### [Given task]
Copy the lines below word for word, from the line with "target: pergola" up to and including the line with "rule: each instance of the pergola".

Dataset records
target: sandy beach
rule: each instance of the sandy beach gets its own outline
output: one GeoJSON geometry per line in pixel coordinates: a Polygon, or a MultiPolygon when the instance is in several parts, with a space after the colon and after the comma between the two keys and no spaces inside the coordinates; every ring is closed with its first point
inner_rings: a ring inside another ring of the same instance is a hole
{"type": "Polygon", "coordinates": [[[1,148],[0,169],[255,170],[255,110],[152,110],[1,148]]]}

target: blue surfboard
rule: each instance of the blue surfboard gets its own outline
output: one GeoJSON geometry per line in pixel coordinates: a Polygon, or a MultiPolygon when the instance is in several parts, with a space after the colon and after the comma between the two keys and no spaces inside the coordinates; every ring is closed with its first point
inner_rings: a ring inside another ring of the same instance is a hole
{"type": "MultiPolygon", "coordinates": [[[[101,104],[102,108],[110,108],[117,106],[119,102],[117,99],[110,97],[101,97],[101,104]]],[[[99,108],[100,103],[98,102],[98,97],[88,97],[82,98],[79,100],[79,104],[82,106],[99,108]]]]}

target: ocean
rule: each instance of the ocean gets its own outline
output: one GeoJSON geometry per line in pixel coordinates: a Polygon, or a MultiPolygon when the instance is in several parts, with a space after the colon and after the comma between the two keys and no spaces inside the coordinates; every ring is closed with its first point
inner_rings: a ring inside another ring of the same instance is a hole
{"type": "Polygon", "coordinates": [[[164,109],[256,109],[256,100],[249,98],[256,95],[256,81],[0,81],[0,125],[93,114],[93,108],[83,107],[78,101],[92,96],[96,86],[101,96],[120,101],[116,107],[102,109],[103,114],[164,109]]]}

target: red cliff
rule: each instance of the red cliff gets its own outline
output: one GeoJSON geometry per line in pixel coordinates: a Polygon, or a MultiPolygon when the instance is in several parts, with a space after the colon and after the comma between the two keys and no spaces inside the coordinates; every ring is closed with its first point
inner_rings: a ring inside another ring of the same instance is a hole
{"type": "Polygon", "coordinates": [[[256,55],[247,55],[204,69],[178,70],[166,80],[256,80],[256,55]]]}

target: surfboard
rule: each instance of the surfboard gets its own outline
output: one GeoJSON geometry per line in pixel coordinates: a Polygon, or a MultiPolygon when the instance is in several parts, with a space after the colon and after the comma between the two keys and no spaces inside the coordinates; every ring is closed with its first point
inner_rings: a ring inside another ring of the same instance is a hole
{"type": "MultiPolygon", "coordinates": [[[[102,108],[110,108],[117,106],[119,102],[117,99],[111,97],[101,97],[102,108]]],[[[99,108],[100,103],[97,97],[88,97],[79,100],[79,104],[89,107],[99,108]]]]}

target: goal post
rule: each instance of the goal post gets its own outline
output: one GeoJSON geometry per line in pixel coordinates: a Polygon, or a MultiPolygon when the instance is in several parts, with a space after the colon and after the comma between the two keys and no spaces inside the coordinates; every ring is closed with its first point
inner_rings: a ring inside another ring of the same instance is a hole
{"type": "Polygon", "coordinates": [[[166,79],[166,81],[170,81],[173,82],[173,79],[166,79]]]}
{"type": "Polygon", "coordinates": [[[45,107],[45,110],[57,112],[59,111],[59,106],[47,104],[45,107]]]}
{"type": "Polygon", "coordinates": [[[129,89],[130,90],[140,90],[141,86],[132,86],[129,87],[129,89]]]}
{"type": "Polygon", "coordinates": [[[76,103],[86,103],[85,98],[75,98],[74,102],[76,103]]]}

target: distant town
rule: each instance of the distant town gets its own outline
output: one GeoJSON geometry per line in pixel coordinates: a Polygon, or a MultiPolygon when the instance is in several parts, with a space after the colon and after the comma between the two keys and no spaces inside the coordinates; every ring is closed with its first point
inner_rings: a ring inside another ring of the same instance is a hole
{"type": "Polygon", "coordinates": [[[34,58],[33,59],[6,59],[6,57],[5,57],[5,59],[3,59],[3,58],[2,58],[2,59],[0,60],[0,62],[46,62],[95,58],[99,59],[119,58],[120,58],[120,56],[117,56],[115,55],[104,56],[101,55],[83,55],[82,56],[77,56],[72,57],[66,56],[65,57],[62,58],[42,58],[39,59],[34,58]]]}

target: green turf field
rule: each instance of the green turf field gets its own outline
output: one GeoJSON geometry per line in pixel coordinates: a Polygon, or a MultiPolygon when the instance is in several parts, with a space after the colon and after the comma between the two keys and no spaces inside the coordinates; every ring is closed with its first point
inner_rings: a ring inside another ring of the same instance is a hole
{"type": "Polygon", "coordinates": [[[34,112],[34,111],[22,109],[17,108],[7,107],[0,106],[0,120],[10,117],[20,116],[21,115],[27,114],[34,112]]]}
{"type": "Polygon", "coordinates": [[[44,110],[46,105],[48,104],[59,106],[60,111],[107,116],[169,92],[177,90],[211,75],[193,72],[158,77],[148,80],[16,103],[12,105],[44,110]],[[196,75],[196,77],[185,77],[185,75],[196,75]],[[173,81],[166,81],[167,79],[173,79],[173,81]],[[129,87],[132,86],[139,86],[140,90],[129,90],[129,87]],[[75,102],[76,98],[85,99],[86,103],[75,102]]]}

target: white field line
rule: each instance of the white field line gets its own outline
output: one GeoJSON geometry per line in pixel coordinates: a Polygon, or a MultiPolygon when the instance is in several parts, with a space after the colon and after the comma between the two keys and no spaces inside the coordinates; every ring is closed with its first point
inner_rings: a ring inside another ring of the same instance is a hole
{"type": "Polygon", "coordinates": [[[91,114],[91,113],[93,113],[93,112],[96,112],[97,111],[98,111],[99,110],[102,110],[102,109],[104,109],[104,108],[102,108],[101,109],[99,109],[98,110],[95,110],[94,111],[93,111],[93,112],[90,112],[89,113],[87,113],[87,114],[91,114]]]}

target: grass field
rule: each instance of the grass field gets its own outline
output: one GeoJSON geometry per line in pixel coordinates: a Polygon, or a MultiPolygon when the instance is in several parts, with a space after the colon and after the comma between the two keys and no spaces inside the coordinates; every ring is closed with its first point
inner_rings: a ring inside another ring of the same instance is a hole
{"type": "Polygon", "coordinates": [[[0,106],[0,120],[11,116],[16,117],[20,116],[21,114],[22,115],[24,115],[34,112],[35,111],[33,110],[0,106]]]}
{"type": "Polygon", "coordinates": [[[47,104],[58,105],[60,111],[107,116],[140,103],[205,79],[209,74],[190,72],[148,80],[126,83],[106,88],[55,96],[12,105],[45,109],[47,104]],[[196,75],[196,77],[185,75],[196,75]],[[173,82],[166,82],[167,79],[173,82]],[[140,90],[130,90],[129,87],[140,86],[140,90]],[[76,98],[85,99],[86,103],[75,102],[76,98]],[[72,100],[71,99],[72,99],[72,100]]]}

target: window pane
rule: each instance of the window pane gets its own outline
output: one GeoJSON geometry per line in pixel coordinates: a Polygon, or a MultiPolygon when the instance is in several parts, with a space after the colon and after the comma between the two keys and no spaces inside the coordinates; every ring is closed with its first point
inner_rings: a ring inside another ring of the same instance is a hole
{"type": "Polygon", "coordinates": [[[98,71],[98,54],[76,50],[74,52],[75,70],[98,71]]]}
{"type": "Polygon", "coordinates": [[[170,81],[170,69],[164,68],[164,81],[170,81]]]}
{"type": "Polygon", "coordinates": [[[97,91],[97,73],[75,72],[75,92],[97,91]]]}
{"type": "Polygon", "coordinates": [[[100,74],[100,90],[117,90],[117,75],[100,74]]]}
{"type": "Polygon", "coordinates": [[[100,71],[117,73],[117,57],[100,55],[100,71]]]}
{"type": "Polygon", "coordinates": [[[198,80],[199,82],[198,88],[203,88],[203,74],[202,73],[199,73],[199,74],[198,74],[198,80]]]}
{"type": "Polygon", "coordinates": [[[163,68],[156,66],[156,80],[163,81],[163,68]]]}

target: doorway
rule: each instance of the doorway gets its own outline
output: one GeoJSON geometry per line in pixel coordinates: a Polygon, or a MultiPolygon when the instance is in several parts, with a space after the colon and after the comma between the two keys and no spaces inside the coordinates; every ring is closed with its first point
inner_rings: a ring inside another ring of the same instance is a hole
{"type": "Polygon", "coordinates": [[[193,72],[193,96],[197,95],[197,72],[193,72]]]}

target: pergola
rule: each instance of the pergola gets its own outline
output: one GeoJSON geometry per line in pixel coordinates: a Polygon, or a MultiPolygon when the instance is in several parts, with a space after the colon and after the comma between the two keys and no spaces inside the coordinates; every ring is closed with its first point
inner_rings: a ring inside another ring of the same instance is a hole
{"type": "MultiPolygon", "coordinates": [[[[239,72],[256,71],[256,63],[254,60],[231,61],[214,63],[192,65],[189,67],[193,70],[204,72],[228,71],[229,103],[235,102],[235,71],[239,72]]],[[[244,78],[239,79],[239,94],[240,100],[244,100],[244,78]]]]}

### [Response to the exercise]
target: pergola
rule: each instance of the pergola gets its own outline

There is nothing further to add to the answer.